## [TASK PROMPT]
In full and without edits, write out the data that follows.

(Extracted records)
◇ ◇ ◇ ◇
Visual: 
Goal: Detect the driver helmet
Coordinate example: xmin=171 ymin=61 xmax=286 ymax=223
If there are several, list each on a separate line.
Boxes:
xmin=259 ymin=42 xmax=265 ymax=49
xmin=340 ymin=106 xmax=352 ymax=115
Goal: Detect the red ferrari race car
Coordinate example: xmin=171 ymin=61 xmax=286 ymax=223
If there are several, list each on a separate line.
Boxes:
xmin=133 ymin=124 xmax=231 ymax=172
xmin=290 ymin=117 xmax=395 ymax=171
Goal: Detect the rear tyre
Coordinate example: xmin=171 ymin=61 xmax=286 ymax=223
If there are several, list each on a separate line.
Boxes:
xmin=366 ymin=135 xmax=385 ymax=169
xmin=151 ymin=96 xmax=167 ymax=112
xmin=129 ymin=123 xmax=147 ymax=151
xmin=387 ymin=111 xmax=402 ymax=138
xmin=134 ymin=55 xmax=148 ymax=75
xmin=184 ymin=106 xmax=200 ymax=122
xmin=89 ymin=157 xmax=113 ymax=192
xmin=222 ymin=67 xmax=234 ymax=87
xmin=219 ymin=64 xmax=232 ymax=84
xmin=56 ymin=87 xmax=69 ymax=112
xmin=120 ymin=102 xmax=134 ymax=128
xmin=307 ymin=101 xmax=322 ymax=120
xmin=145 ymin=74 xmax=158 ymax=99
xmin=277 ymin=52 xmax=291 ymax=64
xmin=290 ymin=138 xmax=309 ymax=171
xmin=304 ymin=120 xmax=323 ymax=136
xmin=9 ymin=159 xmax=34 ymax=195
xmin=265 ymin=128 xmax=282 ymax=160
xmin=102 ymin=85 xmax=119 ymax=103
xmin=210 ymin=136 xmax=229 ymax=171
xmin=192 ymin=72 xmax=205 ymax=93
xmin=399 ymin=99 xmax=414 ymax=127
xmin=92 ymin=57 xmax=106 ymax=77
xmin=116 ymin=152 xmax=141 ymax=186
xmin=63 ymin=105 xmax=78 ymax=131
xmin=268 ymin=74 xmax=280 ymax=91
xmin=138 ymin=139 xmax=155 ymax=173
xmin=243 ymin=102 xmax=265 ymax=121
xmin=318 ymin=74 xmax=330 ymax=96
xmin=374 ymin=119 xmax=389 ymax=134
◇ ◇ ◇ ◇
## [RESPONSE AREA]
Visual: 
Goal: Detect the driver helmet
Coordinate example: xmin=171 ymin=61 xmax=286 ymax=223
If there are several, list each on a separate line.
Boxes:
xmin=259 ymin=42 xmax=265 ymax=49
xmin=340 ymin=106 xmax=352 ymax=115
Goal: Detect the red ferrari race car
Coordinate example: xmin=171 ymin=61 xmax=286 ymax=223
If there are several, list each on a separate line.
Boxes:
xmin=133 ymin=124 xmax=231 ymax=172
xmin=290 ymin=117 xmax=395 ymax=171
Goal: Detect the rear tyre
Coordinate example: xmin=171 ymin=61 xmax=286 ymax=223
If there are several, list each on a separate line.
Boxes:
xmin=366 ymin=135 xmax=385 ymax=169
xmin=151 ymin=96 xmax=167 ymax=112
xmin=129 ymin=123 xmax=147 ymax=151
xmin=387 ymin=111 xmax=402 ymax=138
xmin=134 ymin=55 xmax=148 ymax=75
xmin=184 ymin=106 xmax=200 ymax=122
xmin=89 ymin=157 xmax=113 ymax=192
xmin=222 ymin=67 xmax=234 ymax=87
xmin=219 ymin=64 xmax=232 ymax=84
xmin=56 ymin=87 xmax=69 ymax=112
xmin=120 ymin=102 xmax=134 ymax=128
xmin=307 ymin=101 xmax=322 ymax=120
xmin=145 ymin=74 xmax=158 ymax=99
xmin=277 ymin=52 xmax=291 ymax=64
xmin=290 ymin=138 xmax=309 ymax=171
xmin=304 ymin=120 xmax=323 ymax=136
xmin=9 ymin=159 xmax=34 ymax=195
xmin=265 ymin=128 xmax=282 ymax=160
xmin=102 ymin=85 xmax=119 ymax=103
xmin=210 ymin=136 xmax=229 ymax=171
xmin=192 ymin=72 xmax=205 ymax=93
xmin=399 ymin=99 xmax=414 ymax=127
xmin=92 ymin=57 xmax=106 ymax=77
xmin=116 ymin=152 xmax=141 ymax=186
xmin=63 ymin=105 xmax=78 ymax=131
xmin=268 ymin=74 xmax=280 ymax=91
xmin=138 ymin=139 xmax=155 ymax=173
xmin=243 ymin=102 xmax=265 ymax=121
xmin=318 ymin=74 xmax=330 ymax=96
xmin=374 ymin=119 xmax=389 ymax=134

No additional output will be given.